EXCERPTED TEXT –
★ ★ ★

California based Physicians for Social Responsibility (PSR)
and the California Public Interest Research Group
(CALPIRG) Charitable Trust have joined together to
prepare the report Generations at Risk: How
Environmental Exposures May Affect Reproductive Health
in California. This report brings together for the first
time information about the reproductive health effects of
selected chemical exposures with California chemical use
and emissions data.
Major findings of the report include:
1. Of the more than 75,000 synthetic chemicals in commercial
use today, only a small fraction have been adequately
examined for toxic effects in humans and other
life forms.
2. Despite limited scientific information, there is solid
evidence of the reproductive toxicity of many substances
that are widely used in commerce, including solvents,
metals, and pesticides. Emerging evidence suggests that
hormone (endocrine) disruption, which has long been
identified but largely ignored, is a frequently occurring
mechanism of toxicity.
3. Federal and state regulations are frequently not written
or implemented in ways protective of human health
and the environment.
4. Of industries required to report chemical use or
release, including pesticide applicators, California businesses
used or released more than 306.8 million pounds
of chemicals associated with reproductive or developmental
disorders from 1991 to 1995.
5. While California facility emissions of reproductive
and developmental toxicants have declined over this period,
use of these chemicals in agriculture is rising steadily.
Total releases of these chemicals is increasing.
6. Right-to-know legislation like the federal Toxics
Release Inventory (TRI) and California pesticide use
reporting system provide the public with essential information
which is rightfully theirs about toxicants to which
they may be exposed. However, information gaps and
accessibility problems show that these laws do not go far
enough. While the TRI has been widely used to encourage
facilities to reduce emissions, the California Pesticide
Use Reporting Program data remains under-utilized and
bears untapped potential for reducing pesticide use.
7. In order to protect the public from known and suspected
reproductive toxicants, policymakers, industry
managers, members of the medical and scientific communities
and individual citizens must all adopt a precautionary
approach when making personal and public decisions
that may result in exposure to these chemicals.

★ ★ ★

GIVEN INFORMATION –

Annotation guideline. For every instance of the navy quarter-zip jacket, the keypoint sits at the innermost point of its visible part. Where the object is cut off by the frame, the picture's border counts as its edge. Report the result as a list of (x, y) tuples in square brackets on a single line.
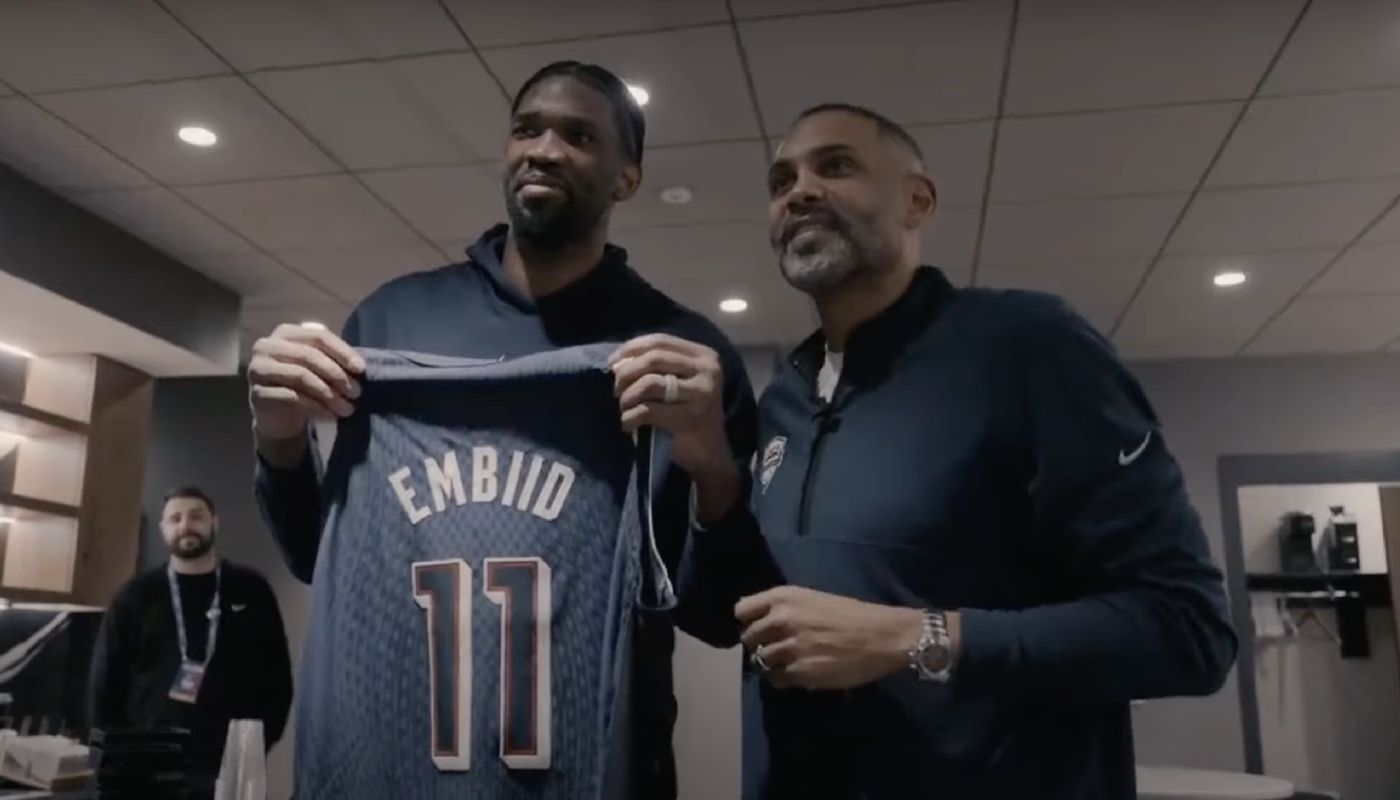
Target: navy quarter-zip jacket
[(984, 451), (473, 310)]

★ ★ ★

TASK INSTRUCTIONS –
Retype the part of the reproductive health report summary between "5. While California" and "is rising steadily.", inclusive.

EXPECTED ANSWER –
5. While California facility emissions of reproductive
and developmental toxicants have declined over this period,
use of these chemicals in agriculture is rising steadily.